# START OF INFORMATION SHOWN
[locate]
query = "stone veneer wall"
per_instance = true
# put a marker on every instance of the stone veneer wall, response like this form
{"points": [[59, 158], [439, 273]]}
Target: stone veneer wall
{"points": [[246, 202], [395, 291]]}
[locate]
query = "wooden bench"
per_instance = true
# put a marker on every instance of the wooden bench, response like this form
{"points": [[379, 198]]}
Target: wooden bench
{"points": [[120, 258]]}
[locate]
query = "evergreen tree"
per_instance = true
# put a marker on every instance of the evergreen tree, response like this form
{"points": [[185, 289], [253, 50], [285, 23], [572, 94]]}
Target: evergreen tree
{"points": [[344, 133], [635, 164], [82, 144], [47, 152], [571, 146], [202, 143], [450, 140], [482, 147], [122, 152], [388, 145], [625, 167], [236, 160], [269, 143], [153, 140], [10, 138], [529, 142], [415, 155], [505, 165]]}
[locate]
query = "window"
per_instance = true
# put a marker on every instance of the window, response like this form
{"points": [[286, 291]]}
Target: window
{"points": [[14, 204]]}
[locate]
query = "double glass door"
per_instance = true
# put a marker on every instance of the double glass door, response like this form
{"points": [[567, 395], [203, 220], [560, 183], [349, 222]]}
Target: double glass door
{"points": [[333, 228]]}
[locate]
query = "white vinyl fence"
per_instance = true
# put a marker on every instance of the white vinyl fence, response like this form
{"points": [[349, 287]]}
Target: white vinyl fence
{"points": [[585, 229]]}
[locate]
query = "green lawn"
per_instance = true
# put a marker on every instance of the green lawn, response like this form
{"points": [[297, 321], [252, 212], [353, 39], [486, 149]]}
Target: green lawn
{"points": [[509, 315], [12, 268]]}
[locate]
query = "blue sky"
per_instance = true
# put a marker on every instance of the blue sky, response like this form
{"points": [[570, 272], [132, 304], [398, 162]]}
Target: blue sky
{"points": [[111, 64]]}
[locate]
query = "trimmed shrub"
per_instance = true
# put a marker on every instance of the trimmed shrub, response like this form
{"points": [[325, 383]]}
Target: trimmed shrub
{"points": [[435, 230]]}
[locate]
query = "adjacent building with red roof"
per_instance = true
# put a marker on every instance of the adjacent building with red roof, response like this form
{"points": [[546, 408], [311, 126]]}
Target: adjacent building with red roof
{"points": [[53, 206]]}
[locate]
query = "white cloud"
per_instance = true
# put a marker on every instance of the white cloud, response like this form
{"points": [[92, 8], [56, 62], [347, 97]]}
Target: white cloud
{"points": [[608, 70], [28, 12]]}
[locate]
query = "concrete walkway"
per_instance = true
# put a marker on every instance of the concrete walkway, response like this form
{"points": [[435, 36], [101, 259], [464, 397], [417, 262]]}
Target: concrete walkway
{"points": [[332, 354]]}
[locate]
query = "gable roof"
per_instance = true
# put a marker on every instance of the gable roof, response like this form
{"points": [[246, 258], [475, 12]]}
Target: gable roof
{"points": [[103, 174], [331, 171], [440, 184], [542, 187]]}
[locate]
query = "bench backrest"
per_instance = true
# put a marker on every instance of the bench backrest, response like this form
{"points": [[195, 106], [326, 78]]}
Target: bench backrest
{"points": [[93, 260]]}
# END OF INFORMATION SHOWN
Exactly reproduce every record.

TASK RESPONSE:
[locate]
query = "stone veneer wall"
per_instance = true
# put a marker on every instance of the stone veneer wall, response like this form
{"points": [[59, 158], [439, 273]]}
Target: stone veneer wall
{"points": [[246, 202], [395, 291]]}
[locate]
query = "wooden bench"
per_instance = true
# put a marker on every instance of the wooden bench, response like this form
{"points": [[379, 198]]}
Target: wooden bench
{"points": [[120, 258]]}
[locate]
query = "evergreen tree"
per_instance = true
# put a marker on every instance of the evergreen tree, response like this form
{"points": [[185, 289], [253, 50], [285, 23], [572, 94]]}
Target: evergreen tree
{"points": [[344, 133], [635, 164], [82, 144], [47, 152], [571, 146], [202, 143], [450, 140], [482, 147], [122, 152], [388, 145], [625, 167], [236, 160], [269, 143], [153, 140], [10, 138], [529, 142], [415, 155], [505, 165]]}
[locate]
query = "window"
per_instance = true
# put a marker on every instance of the window, response like this form
{"points": [[286, 291]]}
Target: window
{"points": [[14, 204]]}
[locate]
query = "double glass door"
per_instance = true
# put a marker on every instance of the double glass door, response like this form
{"points": [[567, 395], [203, 220], [560, 183], [349, 222]]}
Target: double glass door
{"points": [[333, 228]]}
[locate]
query = "white vinyl fence"
per_instance = true
# put a marker on every instance of the white vinyl fence, response like this form
{"points": [[349, 287]]}
Target: white vinyl fence
{"points": [[585, 229]]}
[locate]
query = "green lawn"
per_instance = true
# put a marker on every instance of the green lawn, response like this form
{"points": [[297, 321], [252, 212], [353, 39], [486, 149]]}
Target: green lawn
{"points": [[509, 315], [12, 268]]}
[locate]
query = "blue sky"
per_instance = true
# put a marker on every instance of the blue sky, response like this form
{"points": [[570, 272], [132, 304], [398, 162]]}
Target: blue sky
{"points": [[111, 64]]}
[locate]
query = "trimmed shrub"
per_instance = true
# put a marker on every instance of the trimmed shrub, response like this form
{"points": [[325, 383]]}
Target: trimmed shrub
{"points": [[435, 230]]}
[locate]
query = "adjacent building with red roof"
per_instance = true
# put a marker on every instance of the adjacent building with red roof, response like this form
{"points": [[546, 408], [311, 126]]}
Target: adjacent building with red roof
{"points": [[53, 206]]}
[locate]
query = "white cloud"
per_instance = true
# put a marker on every instance of the white cloud, response like this form
{"points": [[92, 8], [56, 62], [347, 97]]}
Target: white cloud
{"points": [[608, 70], [28, 12]]}
[locate]
query = "concrete walkway"
per_instance = true
# put a marker on every instance of the concrete walkway, response like this form
{"points": [[435, 36], [101, 259], [464, 397], [417, 262]]}
Target: concrete walkway
{"points": [[332, 354]]}
[locate]
query = "gable roof"
per_instance = true
# put a marker on every instance of the gable roof, response like this form
{"points": [[246, 258], [475, 12]]}
Target: gable roof
{"points": [[103, 174], [331, 171], [440, 184], [542, 187]]}
[locate]
query = "bench backrest"
per_instance = true
# put a marker on every instance of the bench backrest, response like this form
{"points": [[195, 106], [326, 78]]}
Target: bench backrest
{"points": [[93, 260]]}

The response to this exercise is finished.